%%

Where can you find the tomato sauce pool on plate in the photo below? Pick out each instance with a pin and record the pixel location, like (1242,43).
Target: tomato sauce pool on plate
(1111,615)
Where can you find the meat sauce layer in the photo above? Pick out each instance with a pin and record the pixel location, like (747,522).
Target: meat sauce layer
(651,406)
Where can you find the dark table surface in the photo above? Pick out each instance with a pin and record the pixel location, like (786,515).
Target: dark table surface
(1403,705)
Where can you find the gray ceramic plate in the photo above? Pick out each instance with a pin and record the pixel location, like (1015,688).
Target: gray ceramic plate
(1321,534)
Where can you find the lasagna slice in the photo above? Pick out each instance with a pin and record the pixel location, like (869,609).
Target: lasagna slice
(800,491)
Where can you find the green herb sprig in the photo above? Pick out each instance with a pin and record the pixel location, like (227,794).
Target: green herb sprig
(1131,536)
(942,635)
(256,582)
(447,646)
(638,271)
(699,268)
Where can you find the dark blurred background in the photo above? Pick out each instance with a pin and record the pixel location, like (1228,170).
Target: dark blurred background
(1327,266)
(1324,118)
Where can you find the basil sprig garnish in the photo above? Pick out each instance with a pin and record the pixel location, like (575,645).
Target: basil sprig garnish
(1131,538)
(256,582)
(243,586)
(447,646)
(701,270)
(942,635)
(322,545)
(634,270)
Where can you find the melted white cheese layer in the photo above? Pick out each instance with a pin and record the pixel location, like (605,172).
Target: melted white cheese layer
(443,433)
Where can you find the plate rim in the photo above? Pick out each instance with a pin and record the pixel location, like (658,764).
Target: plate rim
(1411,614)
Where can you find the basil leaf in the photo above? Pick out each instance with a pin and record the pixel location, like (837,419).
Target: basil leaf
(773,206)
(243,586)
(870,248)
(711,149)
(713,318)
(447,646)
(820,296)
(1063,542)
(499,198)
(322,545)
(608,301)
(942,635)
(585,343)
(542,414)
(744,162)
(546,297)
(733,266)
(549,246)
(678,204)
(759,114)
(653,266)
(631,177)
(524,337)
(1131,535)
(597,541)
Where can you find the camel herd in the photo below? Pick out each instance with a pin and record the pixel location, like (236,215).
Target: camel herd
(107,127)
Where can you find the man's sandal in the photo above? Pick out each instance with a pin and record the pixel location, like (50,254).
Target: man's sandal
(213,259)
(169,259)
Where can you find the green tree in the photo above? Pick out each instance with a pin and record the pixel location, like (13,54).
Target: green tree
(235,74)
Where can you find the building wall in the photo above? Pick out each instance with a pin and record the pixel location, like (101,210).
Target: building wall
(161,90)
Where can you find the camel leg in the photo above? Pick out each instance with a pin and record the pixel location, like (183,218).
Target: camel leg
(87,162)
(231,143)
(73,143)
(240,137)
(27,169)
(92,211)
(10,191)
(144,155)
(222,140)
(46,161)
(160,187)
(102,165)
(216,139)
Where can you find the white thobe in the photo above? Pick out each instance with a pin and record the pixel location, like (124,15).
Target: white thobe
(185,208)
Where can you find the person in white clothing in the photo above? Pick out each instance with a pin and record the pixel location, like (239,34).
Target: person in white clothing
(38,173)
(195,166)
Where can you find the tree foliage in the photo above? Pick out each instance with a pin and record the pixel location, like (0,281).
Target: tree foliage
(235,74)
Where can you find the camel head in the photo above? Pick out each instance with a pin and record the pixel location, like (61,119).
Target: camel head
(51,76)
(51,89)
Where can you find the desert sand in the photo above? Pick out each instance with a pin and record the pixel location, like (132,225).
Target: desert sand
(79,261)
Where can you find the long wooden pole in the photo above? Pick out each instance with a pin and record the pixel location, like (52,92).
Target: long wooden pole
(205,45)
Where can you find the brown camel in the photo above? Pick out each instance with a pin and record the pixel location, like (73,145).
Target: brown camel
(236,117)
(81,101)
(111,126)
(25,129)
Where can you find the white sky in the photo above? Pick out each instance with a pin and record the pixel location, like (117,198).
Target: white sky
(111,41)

%%

» **Request**: Offset the pinned answer coordinates by 5: reproduce every line of the entries, beginning at the line that contains "Where can you find the camel head" and stopping after the last line of the entries, and add 5 to each number in those answer coordinates while keeping all other text and numbers unchanged.

» **Result**:
Where can you find the camel head in the photo above? Pick out each instance with a pin and record the pixel location, like (61,119).
Target: camel head
(56,81)
(56,94)
Where can you find the desert sand in the photo above? Pick out each instance with a pin and record the pixel location, like (132,225).
Target: desert sand
(84,266)
Where can you find the long wooden pole in the photo above? Pick out each instance with a pin and record the pixel location, like (52,92).
Target: long wooden pole
(210,50)
Where can you find the brown camel in the photo above? Pick out each instance with a pin and record the pixel location, like (73,145).
Target: brown camel
(241,122)
(86,106)
(116,131)
(30,134)
Where can you find the white sky in the photo above? Pick out each instance with a pin and record the pixel location, like (117,198).
Target: white sky
(116,46)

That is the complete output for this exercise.